▶ **Excerpted passage**:
......
This is an archive of the discontinued LLVM Phabricator instance.

FastISel fails to remove dead code
ClosedPublic

Authored by wolfgangp on Aug 5 2015, 10:27 AM.

Download Raw Diff

Details

Reviewers

hans
echristo

Commits

rGaccc3e03765f: FastISel needs to remove dead code when it bails out.
rL255520: FastISel needs to remove dead code when it bails out.

Summary

When FastISel fails to translate an instruction it hands off code generation to SelectionDAG. Before it does so, it may have generated local value instructions to feed phi nodes in successor blocks. These instructions will then be generated again by SelectionDAG, causing duplication and less efficient code, including extra spill instructions.
Consider the following example:

define zeroext i1 @_Z3fooee(x86_fp80 %x, x86_fp80 %y) {
entry:

%x.addr = alloca x86_fp80, align 16
%y.addr = alloca x86_fp80, align 16
store x86_fp80 %x, x86_fp80* %x.addr, align 16
store x86_fp80 %y, x86_fp80* %y.addr, align 16
%0 = load x86_fp80, x86_fp80* %x.addr, align 16
%1 = load x86_fp80, x86_fp80* %y.addr, align 16
%cmp = fcmp oeq x86_fp80 %0, %1
br i1 %cmp, label %lor.end, label %lor.rhs

lor.rhs: ; preds = %entry

%2 = load x86_fp80, x86_fp80* %x.addr, align 16
%call = call zeroext i1 @_Z3bare(x86_fp80 %2)
br label %lor.end

lor.end: ; preds = %lor.rhs, %entry

%3 = phi i1 [ true, %entry ], [ %call, %lor.rhs ]
ret i1 %3

}

FastISel fails to translate one of the instructions in the entry block and leaves the rest of code generation to SelectionDAG. However, it fails to remove the instructions it generated to supply the phi node in the lor.end block:

...
subq    $64, %rsp
fldt    32(%rbp)
fldt    16(%rbp)
movb    $1, %al         <=======
fstpt   -16(%rbp)
fld     %st(0)
fstpt   -32(%rbp)
fldt    -16(%rbp)
movb    $1, %cl         <=======
fucompi %st(1)
fstp    %st(0)
movb    %al, -33(%rbp)          # 1-byte Spill <======== not used later
movb    %cl, -34(%rbp)          # 1-byte Spill <======== used
jne     .LBB0_1
jp      .LBB0_1
jmp     .LBB0_2

.LBB0_1:

...
......
▶ **Dataset rows**:

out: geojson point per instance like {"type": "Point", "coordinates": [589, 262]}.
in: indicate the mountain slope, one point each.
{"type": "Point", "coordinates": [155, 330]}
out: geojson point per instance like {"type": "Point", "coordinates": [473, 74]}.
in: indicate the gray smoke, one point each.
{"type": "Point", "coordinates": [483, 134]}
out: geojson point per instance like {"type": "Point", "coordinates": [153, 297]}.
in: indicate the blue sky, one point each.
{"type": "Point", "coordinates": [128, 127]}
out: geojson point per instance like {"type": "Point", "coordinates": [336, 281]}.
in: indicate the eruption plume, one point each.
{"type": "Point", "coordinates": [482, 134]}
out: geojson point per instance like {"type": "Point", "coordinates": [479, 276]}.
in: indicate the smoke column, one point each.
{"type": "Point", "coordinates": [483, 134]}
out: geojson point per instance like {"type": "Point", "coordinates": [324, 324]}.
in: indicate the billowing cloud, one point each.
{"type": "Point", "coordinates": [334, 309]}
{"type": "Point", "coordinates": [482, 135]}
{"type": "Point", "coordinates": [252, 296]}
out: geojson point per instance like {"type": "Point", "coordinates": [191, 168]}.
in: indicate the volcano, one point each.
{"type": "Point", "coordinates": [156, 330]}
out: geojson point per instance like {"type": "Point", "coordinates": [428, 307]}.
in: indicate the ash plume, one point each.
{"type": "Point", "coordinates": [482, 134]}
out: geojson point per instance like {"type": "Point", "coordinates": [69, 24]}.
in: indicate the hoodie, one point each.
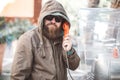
{"type": "Point", "coordinates": [36, 58]}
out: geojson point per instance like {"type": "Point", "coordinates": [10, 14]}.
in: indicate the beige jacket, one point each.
{"type": "Point", "coordinates": [37, 58]}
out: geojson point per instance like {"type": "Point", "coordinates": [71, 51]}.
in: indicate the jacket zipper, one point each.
{"type": "Point", "coordinates": [54, 59]}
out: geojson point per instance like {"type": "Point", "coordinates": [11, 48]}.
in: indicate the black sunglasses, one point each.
{"type": "Point", "coordinates": [57, 18]}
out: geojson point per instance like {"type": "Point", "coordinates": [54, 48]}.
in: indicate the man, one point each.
{"type": "Point", "coordinates": [41, 53]}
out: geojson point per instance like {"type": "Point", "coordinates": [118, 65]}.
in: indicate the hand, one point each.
{"type": "Point", "coordinates": [67, 43]}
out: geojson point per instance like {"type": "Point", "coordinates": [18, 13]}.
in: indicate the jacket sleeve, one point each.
{"type": "Point", "coordinates": [22, 62]}
{"type": "Point", "coordinates": [73, 59]}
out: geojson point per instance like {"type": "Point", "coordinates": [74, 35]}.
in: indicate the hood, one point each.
{"type": "Point", "coordinates": [52, 7]}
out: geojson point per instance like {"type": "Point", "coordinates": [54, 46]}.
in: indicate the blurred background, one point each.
{"type": "Point", "coordinates": [95, 31]}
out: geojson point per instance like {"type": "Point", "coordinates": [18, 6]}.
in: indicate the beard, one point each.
{"type": "Point", "coordinates": [51, 31]}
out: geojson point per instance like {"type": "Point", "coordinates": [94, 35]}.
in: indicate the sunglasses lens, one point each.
{"type": "Point", "coordinates": [50, 17]}
{"type": "Point", "coordinates": [57, 18]}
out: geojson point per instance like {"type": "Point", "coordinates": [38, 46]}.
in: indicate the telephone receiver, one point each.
{"type": "Point", "coordinates": [66, 31]}
{"type": "Point", "coordinates": [66, 28]}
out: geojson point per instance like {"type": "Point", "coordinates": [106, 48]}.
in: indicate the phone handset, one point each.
{"type": "Point", "coordinates": [66, 29]}
{"type": "Point", "coordinates": [66, 32]}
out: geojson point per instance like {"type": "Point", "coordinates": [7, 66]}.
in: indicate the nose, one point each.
{"type": "Point", "coordinates": [53, 20]}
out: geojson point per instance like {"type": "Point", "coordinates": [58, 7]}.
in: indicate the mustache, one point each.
{"type": "Point", "coordinates": [51, 24]}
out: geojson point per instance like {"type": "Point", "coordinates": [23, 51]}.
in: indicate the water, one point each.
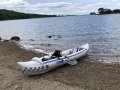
{"type": "Point", "coordinates": [101, 32]}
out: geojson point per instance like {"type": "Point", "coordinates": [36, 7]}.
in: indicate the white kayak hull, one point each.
{"type": "Point", "coordinates": [37, 66]}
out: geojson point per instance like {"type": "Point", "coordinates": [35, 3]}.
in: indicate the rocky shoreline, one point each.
{"type": "Point", "coordinates": [86, 75]}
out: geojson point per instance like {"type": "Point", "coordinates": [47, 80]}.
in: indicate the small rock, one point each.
{"type": "Point", "coordinates": [15, 38]}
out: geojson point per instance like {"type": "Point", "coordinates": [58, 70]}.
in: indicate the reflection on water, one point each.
{"type": "Point", "coordinates": [101, 32]}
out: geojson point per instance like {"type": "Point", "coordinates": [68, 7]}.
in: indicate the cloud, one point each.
{"type": "Point", "coordinates": [63, 8]}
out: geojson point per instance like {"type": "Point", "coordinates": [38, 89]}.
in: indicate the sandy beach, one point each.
{"type": "Point", "coordinates": [86, 75]}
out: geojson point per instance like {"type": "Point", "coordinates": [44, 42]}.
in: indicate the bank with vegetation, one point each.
{"type": "Point", "coordinates": [10, 15]}
{"type": "Point", "coordinates": [102, 11]}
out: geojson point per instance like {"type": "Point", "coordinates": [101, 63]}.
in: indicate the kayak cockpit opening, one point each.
{"type": "Point", "coordinates": [57, 53]}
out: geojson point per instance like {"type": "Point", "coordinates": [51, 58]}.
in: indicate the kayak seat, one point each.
{"type": "Point", "coordinates": [57, 53]}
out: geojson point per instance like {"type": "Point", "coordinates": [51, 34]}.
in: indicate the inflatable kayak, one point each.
{"type": "Point", "coordinates": [44, 64]}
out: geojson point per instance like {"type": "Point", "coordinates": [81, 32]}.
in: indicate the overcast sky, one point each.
{"type": "Point", "coordinates": [61, 7]}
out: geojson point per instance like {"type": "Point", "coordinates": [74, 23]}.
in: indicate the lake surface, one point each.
{"type": "Point", "coordinates": [102, 32]}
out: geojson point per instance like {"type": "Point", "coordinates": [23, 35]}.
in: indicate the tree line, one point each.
{"type": "Point", "coordinates": [10, 14]}
{"type": "Point", "coordinates": [108, 11]}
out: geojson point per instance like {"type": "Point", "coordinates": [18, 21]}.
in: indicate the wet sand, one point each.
{"type": "Point", "coordinates": [86, 75]}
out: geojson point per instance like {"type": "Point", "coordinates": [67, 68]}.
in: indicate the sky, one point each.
{"type": "Point", "coordinates": [59, 7]}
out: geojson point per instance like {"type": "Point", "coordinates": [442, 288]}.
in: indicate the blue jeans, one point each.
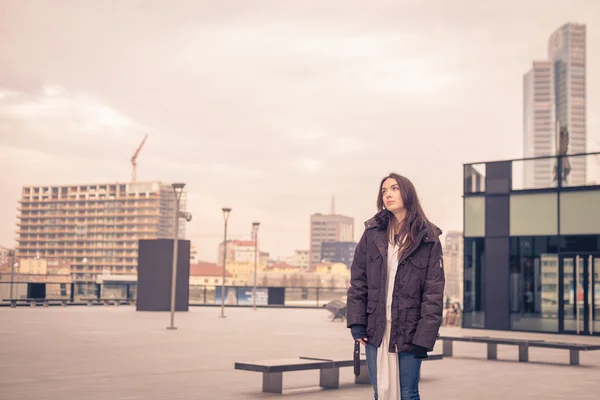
{"type": "Point", "coordinates": [410, 371]}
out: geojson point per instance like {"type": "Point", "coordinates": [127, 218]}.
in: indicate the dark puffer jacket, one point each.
{"type": "Point", "coordinates": [418, 293]}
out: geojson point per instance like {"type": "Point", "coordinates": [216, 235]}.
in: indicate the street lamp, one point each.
{"type": "Point", "coordinates": [226, 212]}
{"type": "Point", "coordinates": [178, 189]}
{"type": "Point", "coordinates": [255, 226]}
{"type": "Point", "coordinates": [13, 265]}
{"type": "Point", "coordinates": [87, 273]}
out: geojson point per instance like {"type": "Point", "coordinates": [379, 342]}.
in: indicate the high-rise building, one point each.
{"type": "Point", "coordinates": [566, 49]}
{"type": "Point", "coordinates": [453, 264]}
{"type": "Point", "coordinates": [328, 228]}
{"type": "Point", "coordinates": [554, 97]}
{"type": "Point", "coordinates": [539, 138]}
{"type": "Point", "coordinates": [95, 226]}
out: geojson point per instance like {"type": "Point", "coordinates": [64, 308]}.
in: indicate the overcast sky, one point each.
{"type": "Point", "coordinates": [270, 107]}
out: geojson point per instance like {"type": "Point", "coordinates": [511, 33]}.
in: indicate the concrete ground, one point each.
{"type": "Point", "coordinates": [118, 353]}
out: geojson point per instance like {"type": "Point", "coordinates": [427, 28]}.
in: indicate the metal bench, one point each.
{"type": "Point", "coordinates": [329, 370]}
{"type": "Point", "coordinates": [523, 345]}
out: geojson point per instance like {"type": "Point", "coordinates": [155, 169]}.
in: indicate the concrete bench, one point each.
{"type": "Point", "coordinates": [36, 302]}
{"type": "Point", "coordinates": [523, 345]}
{"type": "Point", "coordinates": [90, 301]}
{"type": "Point", "coordinates": [329, 370]}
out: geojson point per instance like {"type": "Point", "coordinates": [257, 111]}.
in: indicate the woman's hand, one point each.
{"type": "Point", "coordinates": [359, 333]}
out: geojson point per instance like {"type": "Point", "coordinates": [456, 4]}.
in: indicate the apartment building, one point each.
{"type": "Point", "coordinates": [95, 226]}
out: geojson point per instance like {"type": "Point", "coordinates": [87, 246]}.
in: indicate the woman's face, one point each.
{"type": "Point", "coordinates": [392, 200]}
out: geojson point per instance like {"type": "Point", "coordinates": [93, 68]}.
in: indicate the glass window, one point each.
{"type": "Point", "coordinates": [580, 213]}
{"type": "Point", "coordinates": [534, 214]}
{"type": "Point", "coordinates": [474, 216]}
{"type": "Point", "coordinates": [534, 283]}
{"type": "Point", "coordinates": [473, 314]}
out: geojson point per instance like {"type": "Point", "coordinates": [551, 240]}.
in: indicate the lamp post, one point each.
{"type": "Point", "coordinates": [226, 212]}
{"type": "Point", "coordinates": [13, 265]}
{"type": "Point", "coordinates": [178, 189]}
{"type": "Point", "coordinates": [255, 226]}
{"type": "Point", "coordinates": [87, 273]}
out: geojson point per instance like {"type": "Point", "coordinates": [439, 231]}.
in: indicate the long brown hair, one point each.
{"type": "Point", "coordinates": [415, 219]}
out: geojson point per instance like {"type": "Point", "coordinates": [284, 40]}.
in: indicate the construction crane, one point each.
{"type": "Point", "coordinates": [134, 158]}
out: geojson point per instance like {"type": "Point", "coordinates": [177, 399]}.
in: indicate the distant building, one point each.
{"type": "Point", "coordinates": [338, 252]}
{"type": "Point", "coordinates": [95, 226]}
{"type": "Point", "coordinates": [300, 259]}
{"type": "Point", "coordinates": [554, 94]}
{"type": "Point", "coordinates": [328, 228]}
{"type": "Point", "coordinates": [238, 250]}
{"type": "Point", "coordinates": [208, 274]}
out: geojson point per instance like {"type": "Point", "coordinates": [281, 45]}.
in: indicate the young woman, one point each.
......
▶ **Instructions for the task**:
Rewrite the part of the FastISel page between "rGaccc3e03765f: FastISel needs" and "extra spill instructions.", inclusive, replacing "spill instructions" with "spill code". Work only from the FastISel page, not the records.

▶ **The answer**:
rGaccc3e03765f: FastISel needs to remove dead code when it bails out.
rL255520: FastISel needs to remove dead code when it bails out.

Summary

When FastISel fails to translate an instruction it hands off code generation to SelectionDAG. Before it does so, it may have generated local value instructions to feed phi nodes in successor blocks. These instructions will then be generated again by SelectionDAG, causing duplication and less efficient code, including extra spill code.